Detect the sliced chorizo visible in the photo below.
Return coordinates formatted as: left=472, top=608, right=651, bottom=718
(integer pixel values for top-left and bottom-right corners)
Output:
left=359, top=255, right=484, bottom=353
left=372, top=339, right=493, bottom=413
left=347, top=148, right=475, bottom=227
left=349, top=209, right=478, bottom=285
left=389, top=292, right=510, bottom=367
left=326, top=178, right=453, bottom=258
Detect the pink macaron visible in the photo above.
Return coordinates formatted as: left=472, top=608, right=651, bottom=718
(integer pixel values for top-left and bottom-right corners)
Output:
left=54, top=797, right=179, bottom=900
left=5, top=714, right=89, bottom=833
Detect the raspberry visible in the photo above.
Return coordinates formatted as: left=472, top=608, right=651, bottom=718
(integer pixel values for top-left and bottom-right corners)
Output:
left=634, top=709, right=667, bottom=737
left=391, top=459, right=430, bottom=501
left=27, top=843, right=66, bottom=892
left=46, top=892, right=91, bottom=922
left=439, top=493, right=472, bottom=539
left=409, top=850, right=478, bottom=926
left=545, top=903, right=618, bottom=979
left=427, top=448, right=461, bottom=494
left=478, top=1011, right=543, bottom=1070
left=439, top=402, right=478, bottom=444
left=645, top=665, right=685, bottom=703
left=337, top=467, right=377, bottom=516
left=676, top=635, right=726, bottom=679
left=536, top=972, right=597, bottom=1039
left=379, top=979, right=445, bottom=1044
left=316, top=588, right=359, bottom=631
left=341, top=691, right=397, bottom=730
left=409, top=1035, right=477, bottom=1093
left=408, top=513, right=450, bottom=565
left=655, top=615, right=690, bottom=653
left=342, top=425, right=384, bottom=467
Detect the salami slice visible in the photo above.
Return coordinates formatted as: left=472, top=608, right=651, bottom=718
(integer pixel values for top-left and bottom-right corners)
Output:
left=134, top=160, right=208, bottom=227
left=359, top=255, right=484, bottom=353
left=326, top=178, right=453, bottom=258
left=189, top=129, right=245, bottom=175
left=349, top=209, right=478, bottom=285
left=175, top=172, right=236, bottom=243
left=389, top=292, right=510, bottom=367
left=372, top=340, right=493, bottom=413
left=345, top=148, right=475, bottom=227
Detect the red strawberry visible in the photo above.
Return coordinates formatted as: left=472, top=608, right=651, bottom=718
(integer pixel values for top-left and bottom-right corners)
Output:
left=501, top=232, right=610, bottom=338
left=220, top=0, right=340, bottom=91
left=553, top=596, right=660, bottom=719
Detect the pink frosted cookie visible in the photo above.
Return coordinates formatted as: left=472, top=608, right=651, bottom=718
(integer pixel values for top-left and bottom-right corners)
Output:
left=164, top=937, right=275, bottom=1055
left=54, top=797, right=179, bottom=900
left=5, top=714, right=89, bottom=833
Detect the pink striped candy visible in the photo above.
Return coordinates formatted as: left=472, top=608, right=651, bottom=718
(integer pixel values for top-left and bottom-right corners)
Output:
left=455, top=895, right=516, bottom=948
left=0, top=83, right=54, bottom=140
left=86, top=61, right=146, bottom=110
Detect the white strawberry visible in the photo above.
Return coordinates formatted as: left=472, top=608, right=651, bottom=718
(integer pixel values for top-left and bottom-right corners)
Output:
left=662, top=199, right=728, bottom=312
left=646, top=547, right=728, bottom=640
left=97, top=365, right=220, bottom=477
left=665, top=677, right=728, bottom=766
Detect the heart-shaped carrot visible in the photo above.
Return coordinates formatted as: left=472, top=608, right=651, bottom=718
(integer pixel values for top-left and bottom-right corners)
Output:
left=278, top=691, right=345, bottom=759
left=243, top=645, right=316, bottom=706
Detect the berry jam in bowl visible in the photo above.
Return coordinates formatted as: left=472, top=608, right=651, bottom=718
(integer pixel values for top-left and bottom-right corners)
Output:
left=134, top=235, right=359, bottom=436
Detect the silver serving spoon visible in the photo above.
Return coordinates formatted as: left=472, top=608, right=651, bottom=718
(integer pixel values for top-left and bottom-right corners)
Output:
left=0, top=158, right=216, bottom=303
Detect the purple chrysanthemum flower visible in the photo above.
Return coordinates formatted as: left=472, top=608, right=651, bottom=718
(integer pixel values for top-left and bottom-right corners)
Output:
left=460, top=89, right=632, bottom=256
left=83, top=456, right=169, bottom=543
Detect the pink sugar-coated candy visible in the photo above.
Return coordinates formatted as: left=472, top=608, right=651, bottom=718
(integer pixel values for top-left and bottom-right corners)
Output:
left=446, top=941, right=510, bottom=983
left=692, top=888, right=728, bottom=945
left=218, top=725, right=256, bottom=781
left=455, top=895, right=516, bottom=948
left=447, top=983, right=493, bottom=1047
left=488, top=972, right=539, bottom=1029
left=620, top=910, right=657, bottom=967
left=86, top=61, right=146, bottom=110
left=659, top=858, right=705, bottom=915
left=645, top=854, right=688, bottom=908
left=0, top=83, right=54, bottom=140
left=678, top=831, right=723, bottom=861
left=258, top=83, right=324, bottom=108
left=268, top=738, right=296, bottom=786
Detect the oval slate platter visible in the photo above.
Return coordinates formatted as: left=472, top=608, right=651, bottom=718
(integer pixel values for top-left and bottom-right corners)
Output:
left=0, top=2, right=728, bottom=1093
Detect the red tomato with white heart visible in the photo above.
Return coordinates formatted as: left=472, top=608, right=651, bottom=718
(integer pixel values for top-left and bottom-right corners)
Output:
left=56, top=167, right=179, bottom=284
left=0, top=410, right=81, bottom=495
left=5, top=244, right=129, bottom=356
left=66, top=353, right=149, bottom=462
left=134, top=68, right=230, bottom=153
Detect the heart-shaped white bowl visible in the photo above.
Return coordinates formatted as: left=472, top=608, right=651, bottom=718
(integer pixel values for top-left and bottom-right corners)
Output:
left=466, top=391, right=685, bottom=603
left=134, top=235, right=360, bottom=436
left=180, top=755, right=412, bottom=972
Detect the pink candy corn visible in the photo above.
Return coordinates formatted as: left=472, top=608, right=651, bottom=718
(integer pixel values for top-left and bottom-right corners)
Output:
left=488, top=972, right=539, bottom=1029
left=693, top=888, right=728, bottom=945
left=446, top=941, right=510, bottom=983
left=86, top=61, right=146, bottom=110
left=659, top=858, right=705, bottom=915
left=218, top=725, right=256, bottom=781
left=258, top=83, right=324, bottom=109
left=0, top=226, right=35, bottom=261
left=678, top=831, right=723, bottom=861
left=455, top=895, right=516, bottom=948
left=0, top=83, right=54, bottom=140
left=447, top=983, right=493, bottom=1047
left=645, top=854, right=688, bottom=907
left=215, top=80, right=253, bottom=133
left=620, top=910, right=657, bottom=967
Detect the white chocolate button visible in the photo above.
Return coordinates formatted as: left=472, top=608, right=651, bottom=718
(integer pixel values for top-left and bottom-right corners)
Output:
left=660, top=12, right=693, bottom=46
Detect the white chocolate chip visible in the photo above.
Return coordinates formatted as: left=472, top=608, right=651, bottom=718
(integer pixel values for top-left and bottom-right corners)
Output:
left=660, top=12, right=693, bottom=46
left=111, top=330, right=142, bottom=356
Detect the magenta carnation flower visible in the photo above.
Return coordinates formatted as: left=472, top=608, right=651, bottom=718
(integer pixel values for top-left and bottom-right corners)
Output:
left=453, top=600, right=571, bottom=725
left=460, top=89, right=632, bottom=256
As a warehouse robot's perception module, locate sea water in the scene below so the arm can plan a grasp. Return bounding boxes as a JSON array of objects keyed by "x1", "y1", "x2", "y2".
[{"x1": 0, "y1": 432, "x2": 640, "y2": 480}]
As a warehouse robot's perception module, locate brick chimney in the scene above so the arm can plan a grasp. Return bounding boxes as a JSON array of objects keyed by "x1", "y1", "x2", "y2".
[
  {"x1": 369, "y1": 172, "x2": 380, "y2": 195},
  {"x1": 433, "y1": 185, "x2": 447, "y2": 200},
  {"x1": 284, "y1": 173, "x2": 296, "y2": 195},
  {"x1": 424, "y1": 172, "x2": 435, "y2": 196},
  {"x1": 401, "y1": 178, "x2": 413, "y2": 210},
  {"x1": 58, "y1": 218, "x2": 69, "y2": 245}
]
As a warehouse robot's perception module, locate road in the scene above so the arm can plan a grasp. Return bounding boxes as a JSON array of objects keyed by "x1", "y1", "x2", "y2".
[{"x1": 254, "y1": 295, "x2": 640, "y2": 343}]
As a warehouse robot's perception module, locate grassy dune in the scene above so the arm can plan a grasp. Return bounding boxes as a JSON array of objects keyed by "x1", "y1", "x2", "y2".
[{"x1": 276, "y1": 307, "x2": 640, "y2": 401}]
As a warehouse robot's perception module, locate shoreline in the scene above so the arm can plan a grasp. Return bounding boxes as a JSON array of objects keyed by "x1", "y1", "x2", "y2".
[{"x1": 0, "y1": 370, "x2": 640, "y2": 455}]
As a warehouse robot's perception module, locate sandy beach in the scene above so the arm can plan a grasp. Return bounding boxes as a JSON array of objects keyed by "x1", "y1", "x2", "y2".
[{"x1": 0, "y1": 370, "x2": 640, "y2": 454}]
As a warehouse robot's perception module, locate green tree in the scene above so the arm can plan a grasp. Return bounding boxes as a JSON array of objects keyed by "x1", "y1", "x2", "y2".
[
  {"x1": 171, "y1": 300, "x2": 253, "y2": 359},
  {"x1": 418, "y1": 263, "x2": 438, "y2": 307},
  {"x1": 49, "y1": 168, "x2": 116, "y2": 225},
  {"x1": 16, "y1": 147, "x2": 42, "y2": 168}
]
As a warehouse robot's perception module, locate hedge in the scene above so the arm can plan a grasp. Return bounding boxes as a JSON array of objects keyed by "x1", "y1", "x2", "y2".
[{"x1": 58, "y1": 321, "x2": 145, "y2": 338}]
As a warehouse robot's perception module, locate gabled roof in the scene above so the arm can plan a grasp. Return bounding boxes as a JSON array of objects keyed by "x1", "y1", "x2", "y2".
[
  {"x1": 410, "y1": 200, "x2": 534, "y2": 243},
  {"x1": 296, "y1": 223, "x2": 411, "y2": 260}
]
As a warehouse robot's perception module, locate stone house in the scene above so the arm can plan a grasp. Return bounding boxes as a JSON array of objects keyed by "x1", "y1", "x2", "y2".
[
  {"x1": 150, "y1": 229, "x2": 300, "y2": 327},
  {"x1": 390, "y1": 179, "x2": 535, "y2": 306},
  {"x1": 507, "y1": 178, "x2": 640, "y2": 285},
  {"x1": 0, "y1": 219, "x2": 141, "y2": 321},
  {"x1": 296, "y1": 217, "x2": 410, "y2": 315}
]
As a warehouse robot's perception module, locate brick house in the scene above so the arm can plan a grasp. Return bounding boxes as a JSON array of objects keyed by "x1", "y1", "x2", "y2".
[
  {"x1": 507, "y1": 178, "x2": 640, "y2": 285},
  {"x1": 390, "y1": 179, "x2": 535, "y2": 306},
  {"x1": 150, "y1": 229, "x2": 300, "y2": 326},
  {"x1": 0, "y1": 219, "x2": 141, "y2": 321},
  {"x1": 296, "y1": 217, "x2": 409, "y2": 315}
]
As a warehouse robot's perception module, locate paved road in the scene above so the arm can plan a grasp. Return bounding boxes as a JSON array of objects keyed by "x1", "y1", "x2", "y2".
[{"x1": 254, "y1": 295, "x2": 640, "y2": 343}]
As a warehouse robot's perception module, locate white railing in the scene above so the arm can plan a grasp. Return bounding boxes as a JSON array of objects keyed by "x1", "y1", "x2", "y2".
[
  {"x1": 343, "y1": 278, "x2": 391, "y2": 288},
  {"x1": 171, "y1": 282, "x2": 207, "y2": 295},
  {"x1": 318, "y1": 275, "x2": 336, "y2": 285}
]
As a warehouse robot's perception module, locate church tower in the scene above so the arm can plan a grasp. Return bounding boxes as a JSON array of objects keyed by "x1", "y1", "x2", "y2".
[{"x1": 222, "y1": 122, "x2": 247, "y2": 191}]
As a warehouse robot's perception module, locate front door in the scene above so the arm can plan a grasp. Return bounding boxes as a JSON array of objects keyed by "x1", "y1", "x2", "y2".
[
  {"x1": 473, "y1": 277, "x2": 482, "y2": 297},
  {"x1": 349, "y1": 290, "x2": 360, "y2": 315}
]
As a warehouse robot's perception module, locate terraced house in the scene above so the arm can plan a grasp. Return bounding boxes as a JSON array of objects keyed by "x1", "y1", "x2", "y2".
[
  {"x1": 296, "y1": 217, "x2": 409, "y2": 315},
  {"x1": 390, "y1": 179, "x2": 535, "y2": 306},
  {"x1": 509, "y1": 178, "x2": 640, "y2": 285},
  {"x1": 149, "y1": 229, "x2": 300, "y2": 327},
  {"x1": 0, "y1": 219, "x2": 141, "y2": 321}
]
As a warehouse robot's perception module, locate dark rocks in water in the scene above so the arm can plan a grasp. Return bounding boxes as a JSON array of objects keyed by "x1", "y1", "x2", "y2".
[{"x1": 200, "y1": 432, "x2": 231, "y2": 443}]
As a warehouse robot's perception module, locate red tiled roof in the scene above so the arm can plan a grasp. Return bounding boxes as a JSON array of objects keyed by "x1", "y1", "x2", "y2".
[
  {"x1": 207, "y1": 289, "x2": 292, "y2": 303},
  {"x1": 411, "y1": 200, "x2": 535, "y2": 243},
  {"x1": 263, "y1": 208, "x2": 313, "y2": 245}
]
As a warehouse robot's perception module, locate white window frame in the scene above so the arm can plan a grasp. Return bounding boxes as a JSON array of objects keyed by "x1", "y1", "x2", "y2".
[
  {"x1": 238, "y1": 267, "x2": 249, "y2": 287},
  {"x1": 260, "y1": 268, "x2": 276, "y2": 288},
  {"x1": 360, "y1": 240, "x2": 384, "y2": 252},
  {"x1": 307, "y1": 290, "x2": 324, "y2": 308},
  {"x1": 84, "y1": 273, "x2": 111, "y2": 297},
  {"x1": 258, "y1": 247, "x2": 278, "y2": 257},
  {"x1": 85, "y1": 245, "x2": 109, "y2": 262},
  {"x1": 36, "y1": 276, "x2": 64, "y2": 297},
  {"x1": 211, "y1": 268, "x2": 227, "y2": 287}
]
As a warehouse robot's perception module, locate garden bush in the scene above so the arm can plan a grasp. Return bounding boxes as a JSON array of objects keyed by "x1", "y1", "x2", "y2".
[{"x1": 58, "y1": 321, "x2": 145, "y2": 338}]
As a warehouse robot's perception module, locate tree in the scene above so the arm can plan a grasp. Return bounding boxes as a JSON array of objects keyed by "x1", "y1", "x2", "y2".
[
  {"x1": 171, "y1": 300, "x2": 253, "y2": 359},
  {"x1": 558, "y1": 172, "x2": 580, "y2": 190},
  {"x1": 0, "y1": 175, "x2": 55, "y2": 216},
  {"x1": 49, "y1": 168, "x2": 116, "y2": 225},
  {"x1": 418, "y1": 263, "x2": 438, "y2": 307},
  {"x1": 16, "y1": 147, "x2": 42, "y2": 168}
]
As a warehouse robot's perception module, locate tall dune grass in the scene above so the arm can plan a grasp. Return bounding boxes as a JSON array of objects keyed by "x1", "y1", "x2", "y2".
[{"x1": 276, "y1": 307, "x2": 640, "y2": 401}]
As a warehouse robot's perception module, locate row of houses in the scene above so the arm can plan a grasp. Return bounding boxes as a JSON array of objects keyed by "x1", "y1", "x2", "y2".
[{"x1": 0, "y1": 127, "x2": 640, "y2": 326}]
#####
Arrange the stretch of the records from the first line through the line containing "left=342, top=425, right=384, bottom=467" as a Markdown table with columns Row and Line, one line per row, leaving out blank lines.

- _The answer_:
| Row | Line |
|---|---|
| 1 | Detect the sliced chorizo visible in the photo below. |
| 2 | Return coordinates formatted as: left=472, top=608, right=651, bottom=718 |
| 3 | (integer pixel values for top-left and bottom-right corners) |
| 4 | Output: |
| 5 | left=359, top=255, right=484, bottom=353 |
| 6 | left=372, top=339, right=493, bottom=413 |
| 7 | left=347, top=148, right=475, bottom=227 |
| 8 | left=349, top=209, right=478, bottom=285 |
| 9 | left=389, top=292, right=510, bottom=367 |
| 10 | left=326, top=178, right=453, bottom=258 |
| 11 | Detect the pink macaron visible in the photo above. |
| 12 | Return coordinates formatted as: left=472, top=608, right=651, bottom=718 |
| 13 | (integer pixel values for top-left and bottom-right corners) |
| 14 | Output: |
| 15 | left=54, top=797, right=179, bottom=900 |
| 16 | left=5, top=714, right=89, bottom=833 |
| 17 | Detect the raspberry visible in the photo above. |
| 18 | Return coordinates formatted as: left=472, top=608, right=651, bottom=718 |
| 19 | (integer pixel values for top-left and bottom-right corners) |
| 20 | Output: |
| 21 | left=634, top=709, right=667, bottom=737 |
| 22 | left=391, top=459, right=430, bottom=501 |
| 23 | left=27, top=843, right=66, bottom=892 |
| 24 | left=46, top=892, right=91, bottom=922 |
| 25 | left=439, top=493, right=472, bottom=539 |
| 26 | left=409, top=850, right=478, bottom=926 |
| 27 | left=545, top=903, right=618, bottom=979 |
| 28 | left=427, top=448, right=461, bottom=494 |
| 29 | left=478, top=1011, right=543, bottom=1070 |
| 30 | left=439, top=402, right=478, bottom=444 |
| 31 | left=645, top=665, right=685, bottom=703 |
| 32 | left=337, top=467, right=377, bottom=516 |
| 33 | left=676, top=635, right=726, bottom=679 |
| 34 | left=536, top=972, right=597, bottom=1039 |
| 35 | left=379, top=979, right=445, bottom=1044 |
| 36 | left=316, top=588, right=359, bottom=631 |
| 37 | left=341, top=691, right=397, bottom=730 |
| 38 | left=409, top=1035, right=477, bottom=1093 |
| 39 | left=408, top=513, right=450, bottom=565 |
| 40 | left=655, top=615, right=690, bottom=653 |
| 41 | left=342, top=425, right=384, bottom=467 |